#### INSTRUCTIONS TO FOLLOW
Show every line of the material below that contains the word "largest", copying each such line in full. Case counts.
## begin PROVIDED RECORDS
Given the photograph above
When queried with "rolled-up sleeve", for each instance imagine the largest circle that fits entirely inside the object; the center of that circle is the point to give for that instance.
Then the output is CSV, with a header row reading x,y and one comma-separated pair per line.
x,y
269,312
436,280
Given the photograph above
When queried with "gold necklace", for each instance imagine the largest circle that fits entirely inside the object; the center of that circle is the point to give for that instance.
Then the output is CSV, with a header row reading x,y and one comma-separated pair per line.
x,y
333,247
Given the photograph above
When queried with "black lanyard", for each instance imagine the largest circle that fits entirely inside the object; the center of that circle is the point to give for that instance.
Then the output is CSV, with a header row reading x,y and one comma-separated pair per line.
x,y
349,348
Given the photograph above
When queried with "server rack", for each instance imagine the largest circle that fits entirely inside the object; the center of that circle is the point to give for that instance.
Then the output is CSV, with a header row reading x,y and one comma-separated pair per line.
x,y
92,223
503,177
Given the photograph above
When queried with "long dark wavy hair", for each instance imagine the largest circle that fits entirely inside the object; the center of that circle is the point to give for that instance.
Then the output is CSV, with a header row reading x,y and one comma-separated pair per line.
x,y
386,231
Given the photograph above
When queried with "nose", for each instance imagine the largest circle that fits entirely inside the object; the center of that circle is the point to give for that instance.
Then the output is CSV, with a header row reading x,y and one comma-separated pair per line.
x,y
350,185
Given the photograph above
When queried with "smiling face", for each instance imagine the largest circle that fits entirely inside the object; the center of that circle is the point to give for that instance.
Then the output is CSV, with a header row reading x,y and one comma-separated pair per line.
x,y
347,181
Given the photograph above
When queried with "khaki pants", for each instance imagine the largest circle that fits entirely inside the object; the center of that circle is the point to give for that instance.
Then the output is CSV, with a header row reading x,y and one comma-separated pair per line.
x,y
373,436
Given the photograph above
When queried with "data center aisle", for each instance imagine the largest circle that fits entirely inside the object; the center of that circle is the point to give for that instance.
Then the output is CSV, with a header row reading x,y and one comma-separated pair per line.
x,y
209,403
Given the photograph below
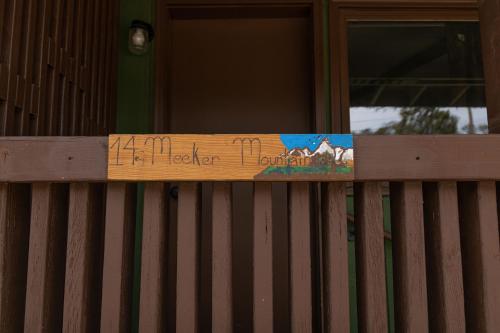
## end PROVIDED RECORDS
#### EXERCISE RESPONSE
When queried with "rolled-up sleeve", for each instance imagine the largest circle that fits entirely inside the object; the center of that circle is the point to give for that instance.
When queried with "gold necklace", for each instance imagine the largest circle that fits entirely inside the object; the center of that circle is the point to give for that instance.
When queried with "black lanyard", for each instance imagine the largest circle that fits entirely inside the object; the center of that circle is the point to give for that instance.
When queried with "server rack", for each instance imagine the largest circle that fits entirely inside the object; the center of that circle is the point to give for that instance.
When queried with "long dark wavy hair", for each instance imagine the largest circle that fits entirely inside the object; the center of that circle is the point to give for that instance.
When queried with "nose", for each instance imagine the largest circle that fits entirely inside the object; the center of that circle is the point to give for that instance.
When queried with "smiling face", for each instance imagine the largest circle that fits entirely inside the object; the center of that circle is the point to give for that instance.
When queried with "khaki pants", for each instance imagine the largest circle that fits entirely inside the object; the center of that circle is the point to give for that instance.
When queried with "data center aisle", for each instance imagine the largest circle that fits entirely inside the object; the center of that circle is the point to give for that instance.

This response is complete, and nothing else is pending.